_WHAT IS EXPECTED_
Transcribe all of the data exactly. Images stay out.

_STORED DATA_
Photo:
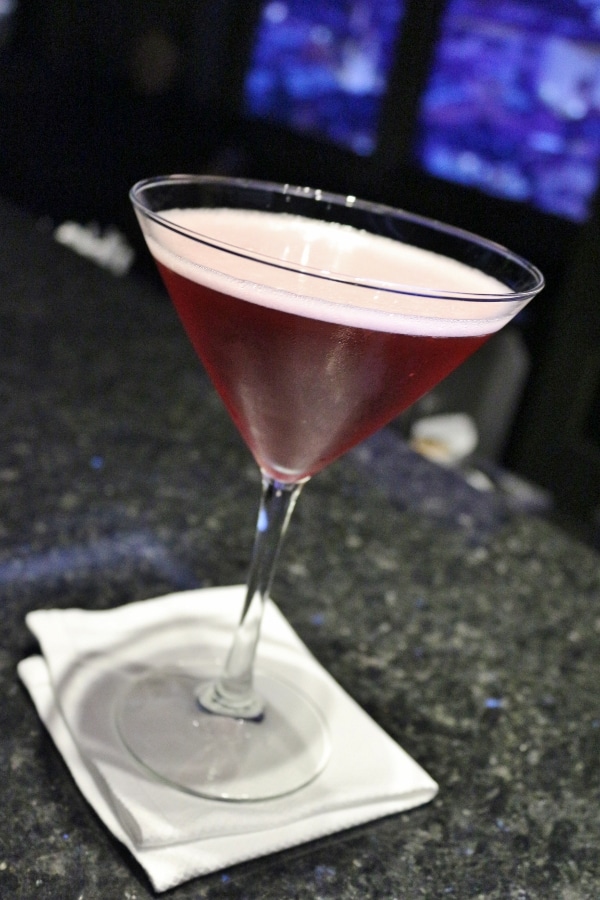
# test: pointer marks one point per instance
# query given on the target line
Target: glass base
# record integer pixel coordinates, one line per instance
(163, 726)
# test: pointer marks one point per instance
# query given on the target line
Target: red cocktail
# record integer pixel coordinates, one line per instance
(319, 319)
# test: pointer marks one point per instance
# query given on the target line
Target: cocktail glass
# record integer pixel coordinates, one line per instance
(319, 318)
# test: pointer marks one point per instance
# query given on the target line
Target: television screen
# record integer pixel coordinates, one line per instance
(322, 68)
(512, 103)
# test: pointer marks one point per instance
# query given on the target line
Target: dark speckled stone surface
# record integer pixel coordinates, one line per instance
(471, 633)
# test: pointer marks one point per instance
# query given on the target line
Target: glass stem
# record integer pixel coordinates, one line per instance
(233, 694)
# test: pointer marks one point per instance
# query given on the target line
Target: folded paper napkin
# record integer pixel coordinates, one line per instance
(87, 659)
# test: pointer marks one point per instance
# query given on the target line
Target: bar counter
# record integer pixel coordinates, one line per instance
(468, 630)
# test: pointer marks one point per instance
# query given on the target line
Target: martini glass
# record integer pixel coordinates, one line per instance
(319, 318)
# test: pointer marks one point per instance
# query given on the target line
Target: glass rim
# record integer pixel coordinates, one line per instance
(349, 202)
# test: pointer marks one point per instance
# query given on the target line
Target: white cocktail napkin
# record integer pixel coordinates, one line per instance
(88, 658)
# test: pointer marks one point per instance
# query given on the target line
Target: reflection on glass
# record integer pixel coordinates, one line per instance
(323, 68)
(513, 102)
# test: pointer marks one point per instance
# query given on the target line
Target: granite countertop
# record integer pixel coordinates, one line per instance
(470, 632)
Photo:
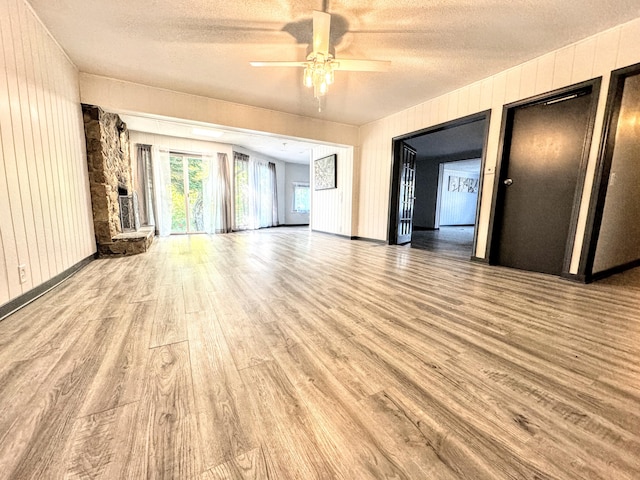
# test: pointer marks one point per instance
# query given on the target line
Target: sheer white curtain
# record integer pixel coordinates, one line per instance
(209, 192)
(223, 196)
(256, 193)
(162, 183)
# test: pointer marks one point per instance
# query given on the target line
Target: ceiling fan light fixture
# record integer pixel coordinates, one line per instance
(319, 73)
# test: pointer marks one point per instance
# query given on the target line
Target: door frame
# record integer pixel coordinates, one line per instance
(396, 170)
(504, 147)
(601, 176)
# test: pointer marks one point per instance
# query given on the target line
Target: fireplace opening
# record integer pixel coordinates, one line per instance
(129, 216)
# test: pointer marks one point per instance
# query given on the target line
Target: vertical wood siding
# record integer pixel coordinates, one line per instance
(331, 210)
(592, 57)
(45, 209)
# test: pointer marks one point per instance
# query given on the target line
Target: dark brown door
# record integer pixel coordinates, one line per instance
(407, 194)
(545, 144)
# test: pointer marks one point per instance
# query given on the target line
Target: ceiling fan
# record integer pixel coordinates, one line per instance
(321, 64)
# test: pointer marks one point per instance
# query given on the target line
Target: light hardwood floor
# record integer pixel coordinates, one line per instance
(282, 354)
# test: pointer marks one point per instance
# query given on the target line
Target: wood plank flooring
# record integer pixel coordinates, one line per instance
(283, 354)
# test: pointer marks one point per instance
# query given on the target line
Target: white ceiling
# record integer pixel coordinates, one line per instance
(203, 47)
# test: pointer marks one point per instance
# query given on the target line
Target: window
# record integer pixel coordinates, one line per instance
(301, 198)
(256, 202)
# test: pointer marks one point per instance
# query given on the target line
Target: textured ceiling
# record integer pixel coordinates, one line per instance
(204, 47)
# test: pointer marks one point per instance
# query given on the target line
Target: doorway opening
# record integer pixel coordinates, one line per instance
(436, 208)
(187, 193)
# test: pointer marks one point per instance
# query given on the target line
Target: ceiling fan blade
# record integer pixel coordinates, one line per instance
(363, 65)
(321, 27)
(278, 64)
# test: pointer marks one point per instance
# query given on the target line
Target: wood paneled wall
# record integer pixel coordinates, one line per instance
(45, 208)
(592, 57)
(331, 210)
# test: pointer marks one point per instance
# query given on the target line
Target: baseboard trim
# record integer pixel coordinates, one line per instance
(574, 277)
(26, 298)
(480, 260)
(371, 240)
(349, 237)
(613, 270)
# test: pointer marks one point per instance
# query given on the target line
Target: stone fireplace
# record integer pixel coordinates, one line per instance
(110, 180)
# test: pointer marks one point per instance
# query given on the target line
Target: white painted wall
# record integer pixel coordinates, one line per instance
(457, 208)
(295, 173)
(331, 209)
(118, 95)
(592, 57)
(45, 208)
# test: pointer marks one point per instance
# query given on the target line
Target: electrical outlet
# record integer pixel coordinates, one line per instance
(22, 272)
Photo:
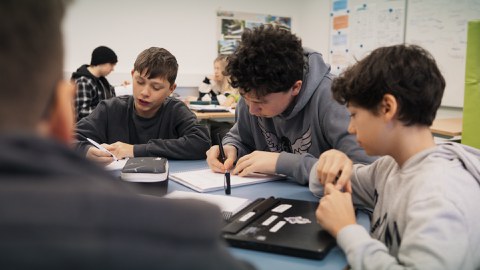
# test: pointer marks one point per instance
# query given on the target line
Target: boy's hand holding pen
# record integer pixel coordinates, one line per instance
(223, 158)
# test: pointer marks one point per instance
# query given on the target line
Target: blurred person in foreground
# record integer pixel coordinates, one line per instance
(58, 210)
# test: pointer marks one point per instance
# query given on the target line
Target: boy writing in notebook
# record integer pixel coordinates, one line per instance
(59, 210)
(424, 196)
(148, 123)
(287, 116)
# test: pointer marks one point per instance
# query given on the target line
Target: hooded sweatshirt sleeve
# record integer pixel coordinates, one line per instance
(426, 213)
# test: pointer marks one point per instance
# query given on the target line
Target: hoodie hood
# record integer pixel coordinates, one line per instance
(83, 72)
(314, 71)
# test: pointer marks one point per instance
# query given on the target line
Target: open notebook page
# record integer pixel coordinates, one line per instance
(206, 180)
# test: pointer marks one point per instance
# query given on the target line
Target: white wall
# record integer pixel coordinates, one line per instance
(187, 28)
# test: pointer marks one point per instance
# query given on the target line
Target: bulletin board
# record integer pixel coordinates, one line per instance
(358, 27)
(440, 26)
(231, 25)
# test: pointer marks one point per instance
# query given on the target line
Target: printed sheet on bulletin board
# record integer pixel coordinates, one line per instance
(358, 27)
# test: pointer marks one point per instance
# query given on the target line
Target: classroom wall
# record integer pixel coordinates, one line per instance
(187, 28)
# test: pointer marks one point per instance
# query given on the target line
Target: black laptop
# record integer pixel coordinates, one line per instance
(281, 226)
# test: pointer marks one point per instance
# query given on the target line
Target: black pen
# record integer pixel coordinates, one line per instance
(223, 157)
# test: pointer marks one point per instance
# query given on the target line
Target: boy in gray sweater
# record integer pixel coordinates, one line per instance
(424, 196)
(286, 117)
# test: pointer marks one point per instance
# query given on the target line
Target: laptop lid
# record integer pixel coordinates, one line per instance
(281, 226)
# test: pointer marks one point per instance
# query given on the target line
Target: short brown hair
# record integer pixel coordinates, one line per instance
(31, 53)
(408, 72)
(157, 62)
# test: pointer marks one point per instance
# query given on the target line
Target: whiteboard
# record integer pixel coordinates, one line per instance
(440, 26)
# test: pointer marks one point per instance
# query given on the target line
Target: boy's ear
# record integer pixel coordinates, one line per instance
(61, 122)
(389, 106)
(296, 87)
(172, 88)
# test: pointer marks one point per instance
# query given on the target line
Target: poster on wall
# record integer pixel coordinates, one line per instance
(358, 27)
(231, 25)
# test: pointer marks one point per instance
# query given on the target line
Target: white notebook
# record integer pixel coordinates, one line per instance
(206, 180)
(229, 205)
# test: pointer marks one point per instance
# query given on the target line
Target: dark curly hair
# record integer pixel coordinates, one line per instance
(408, 72)
(268, 60)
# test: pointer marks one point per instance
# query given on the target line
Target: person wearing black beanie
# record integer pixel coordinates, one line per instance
(92, 86)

_YOUR SOLUTION_
Photo:
# test: pointer marks one point per instance
# query given on the target line
Target: glass base
# record integer pixel coordinates, one line per instance
(163, 726)
# test: pointer marks one point per instance
# query given on the target line
Target: red cocktail
# record integer pixel coordinates, one line per instance
(319, 319)
# test: pointer marks one point per instance
# query given on the target line
Target: cocktail glass
# record integer pixel coordinates, one line per instance
(319, 318)
# test: pointer marks one point per instance
# query given on the target line
Target: television screen
# record integer pixel coordinates, one line per instance
(322, 68)
(512, 103)
# test: pointer marks one point per instance
# query given on the target line
Target: dark speckled stone surface
# record integer pixel coordinates, one line per instance
(471, 633)
# test: pointer marks one point per instance
# query given on the target line
Target: glass stem
# record integer pixel coordinates, one line per instance
(233, 694)
# test: pointer marks one point per instance
# query given on the target line
Target: folded paper napkin
# record integer pixel coordinates, one line per instance
(87, 659)
# test: pointer marks one point per instance
# query given on the target line
Target: bar counter
# record integer pixel coordinates, one line per instance
(468, 630)
# test: pointer marks one point per instance
# query given on the target line
Target: martini glass
# record integer pixel coordinates, one line per instance
(319, 318)
# test: pointer marks one point per instance
# query given on the target line
Target: glass rim
# record integer pixel coordinates, one line per instance
(349, 202)
# test: pointer marks one point per instance
# query given on the target line
Target: white cocktail napkin
# record integer pixel coordinates, one line per instance
(88, 658)
# test: pointer marks one point per instance
# query given on the target line
Target: reflection on glass
# record integer pixel coordinates, one line per instance
(323, 68)
(513, 102)
# test: pointer marks one point per instance
# query given on the target line
Target: granite countertop
# record integer pixel coordinates, one line per instance
(470, 632)
Photo:
# test: pointer marks one point per instance
# query given on the target line
Target: sheer white curtain
# record integer pixel coordinates, one line per instance
(209, 192)
(223, 196)
(256, 193)
(162, 183)
# test: pointer marks one point per instance
# query given on the target line
Target: ceiling fan light fixture
# record integer pixel coordinates, one line per instance
(319, 73)
# test: pointer marks one point per instance
# query given on the target line
Target: door frame
# record integer pixel coordinates, one line per instance
(396, 170)
(504, 147)
(601, 176)
# test: pointer marks one point per instance
# query given on the target line
Target: fireplace opening
# record integer pixel coordinates, one line per instance
(129, 216)
# test: pointer marks one point per instance
# query given on the target line
Target: vertical wood siding
# record integer pixel coordinates, one line per instance
(331, 210)
(592, 57)
(45, 209)
# test: pointer marks one point per instance
# query given on the target line
Target: dark brown door
# record integer pixel coordinates, one line per instance
(407, 194)
(545, 144)
# test: pointer marks one point per instance
# query given on the target line
Target: ceiling fan
# record integer pixel coordinates, one line per instance
(321, 64)
# test: pointer marks one point per instance
# query given on the target line
Target: light hardwood floor
# record integer pixel coordinates, one line per instance
(282, 354)
# test: pointer marks one point per instance
# query given on the target line
Target: wood plank flooring
# record integer pixel coordinates, one line per instance
(283, 354)
# test: pointer marks one point per instance
# query given on the target line
Target: white ceiling
# record integer pixel coordinates, one line per instance
(203, 47)
# test: pointer marks one point per instance
# query given on the target line
Target: window
# record integer pixel coordinates, one line per instance
(301, 198)
(256, 202)
# test: pointer marks one point per instance
# query given on the target line
Target: textured ceiling
# record integer pixel coordinates, one line per instance
(204, 47)
# test: pointer marks one point per instance
# query given on the target line
Target: doorway opening
# record integer pixel coordinates, one line per instance
(436, 208)
(187, 193)
# test: pointer marks one point per instance
# query given on the target line
Target: ceiling fan blade
# record integer pixel coordinates, one line per instance
(363, 65)
(321, 27)
(278, 64)
# test: pointer marks one point per instance
# query given on the target line
Target: wood paneled wall
# record integer pixel coordinates, one line per instance
(45, 208)
(592, 57)
(331, 210)
# test: pointer marks one point per instance
# query given on the target line
Target: baseboard trim
# record integer pixel coordinates, one line per instance
(574, 277)
(26, 298)
(480, 260)
(371, 240)
(349, 237)
(613, 270)
# test: pointer marks one point per instance
# query given on the target line
Target: stone fireplace
# record integer pixel coordinates, one line per instance
(110, 180)
# test: pointer marks one point per instance
# query given on the target line
Target: white painted wall
# record integer pixel coordinates, one line per instance
(457, 208)
(295, 173)
(331, 209)
(118, 95)
(592, 57)
(45, 208)
# test: pointer marks one point per instance
# query given on the target line
Target: electrical outlet
# record integer pixel coordinates, one line per instance
(22, 272)
Photo:
# test: pointer marks one point per instance
# query given on the target line
Target: boy's hand holding pen
# record integer pixel coordinates, one line per instance
(223, 158)
# test: pointer marks one point per instance
# query given on the target line
Target: blurred person in foreground
# record integer pixel coordinates, one line per instance
(58, 210)
# test: pointer marks one point per instance
# query given on the target line
Target: boy writing in notebook
# record integer pixel coordinates, one line per instance
(59, 210)
(424, 196)
(148, 123)
(287, 116)
# test: pointer marks one point per instance
# query given on the target line
Target: hooded sweatshirt sleeve
# record integer pixel coordinates, one line per instance
(426, 213)
# test: pointer marks one point per instance
# query given on the target line
Target: hoodie hood
# record integer pixel coordinates, one line per instance
(83, 72)
(314, 71)
# test: pointer marks one point per instance
# query given on the target line
Target: open notebook page
# record integer pixel coordinates, one line per instance
(206, 180)
# test: pointer marks one point per instance
# query given on the target line
Target: white wall
# record integer pixel coordinates, one line per instance
(187, 28)
# test: pointer marks one point per instance
# query given on the target line
Target: bulletin board
# record integer pixel coordinates, one line per instance
(358, 27)
(440, 26)
(231, 25)
# test: pointer marks one point per instance
# query given on the target line
Target: printed sheet on bulletin board
# record integer pixel coordinates, one line per instance
(358, 27)
# test: pointer marks one point per instance
# query given on the target line
Target: classroom wall
# record integer pixel coordinates, one line per instance
(187, 28)
# test: pointer marks one point per instance
# query given on the target line
Target: black laptop
# record integer pixel coordinates, one line per instance
(281, 226)
# test: pointer marks one point per instance
# query given on the target line
Target: black pen
# record integer pixel coordinates, one line per instance
(223, 157)
# test: pointer marks one point per instance
# query given on the target line
Target: boy in gray sweater
# record integer pixel coordinates, one line per instance
(424, 196)
(286, 117)
# test: pointer marks one point per instance
# query given on the target line
Target: laptop lid
# record integer pixel coordinates, one line per instance
(281, 226)
# test: pointer marks one point per instance
# query given on the target line
Target: short brown hair
# record integer pixel coordinates, one line per instance
(31, 53)
(408, 72)
(157, 62)
# test: pointer marks one point per instance
# query given on the target line
Target: whiteboard
# record integer pixel coordinates, one line per instance
(440, 26)
# test: pointer marks one point per instance
# query given on the target line
Target: boy's ear
# record integer pixel coordinates, one line per instance
(61, 122)
(389, 106)
(296, 87)
(172, 88)
# test: pointer marks one point per instance
# query given on the target line
Target: poster on wall
# record integer pixel coordinates, one line per instance
(358, 27)
(231, 25)
# test: pointer marks one point per instance
# query given on the target line
Target: white notebook
# record integer pixel coordinates, one line per instance
(206, 180)
(229, 205)
# test: pointer marks one point per instance
# query given on the target line
Target: dark curly hair
# record integer pixel coordinates, one line per instance
(408, 72)
(268, 60)
# test: pointer marks one point per instance
# query given on the target line
Target: person wearing black beanie
# record integer pixel coordinates, one line per instance
(92, 86)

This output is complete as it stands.